* What this task involves:
Rewrite the items below so that "windscreen" becomes "windshield" wherever it occurs, changing nothing else.

* Given entries:
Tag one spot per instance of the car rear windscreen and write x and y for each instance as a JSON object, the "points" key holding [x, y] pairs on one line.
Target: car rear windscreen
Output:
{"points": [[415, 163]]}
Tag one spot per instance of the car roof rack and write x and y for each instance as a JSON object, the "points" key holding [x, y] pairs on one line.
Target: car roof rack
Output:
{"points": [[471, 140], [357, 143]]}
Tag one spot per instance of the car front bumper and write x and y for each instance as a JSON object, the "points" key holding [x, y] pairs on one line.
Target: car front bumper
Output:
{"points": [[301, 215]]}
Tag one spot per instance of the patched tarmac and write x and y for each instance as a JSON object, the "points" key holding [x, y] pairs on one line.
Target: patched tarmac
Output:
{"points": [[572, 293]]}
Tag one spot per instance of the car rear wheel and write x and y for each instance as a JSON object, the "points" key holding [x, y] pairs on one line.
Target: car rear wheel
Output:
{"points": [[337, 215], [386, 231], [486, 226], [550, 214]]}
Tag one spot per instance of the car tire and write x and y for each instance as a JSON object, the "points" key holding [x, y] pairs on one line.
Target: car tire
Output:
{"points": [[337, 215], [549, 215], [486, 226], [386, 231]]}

* Task answer:
Tag one spot per instance of the car rear windshield and write x and y for each instance as a JSON object, the "points" key holding [x, y] pairs on one line.
Target: car rear windshield
Output:
{"points": [[415, 163]]}
Tag one spot per instance of the car roof rack and write x and y for each instance as a JSON object, the "points" key holding [x, y] pairs on one line.
Target: car roof rack
Output:
{"points": [[471, 140], [357, 143]]}
Tag one spot per instance of the car front bumper and write x and y for each instance as a JSON object, the "points" key holding [x, y] pairs on one line.
Target: car front bumper
Output:
{"points": [[301, 215]]}
Tag one spot per instance of the patched tarmac and write x and y for each instance as a JSON object, the "points" key holding [x, y] pairs on one line.
Target: patched tarmac
Output:
{"points": [[572, 293]]}
Tag one spot per instance of the car rear wheel and write x and y for each instance as a JSON object, the "points" key holding [x, y] pairs on one line.
Target: car rear wheel
Output:
{"points": [[337, 215], [386, 231], [486, 226], [550, 214]]}
Tag one spot per instance of the car tire and write x and y for each instance as a JSON object, the "points" key holding [x, y] pairs on one line.
Target: car tire
Output:
{"points": [[337, 215], [549, 215], [486, 226], [386, 231]]}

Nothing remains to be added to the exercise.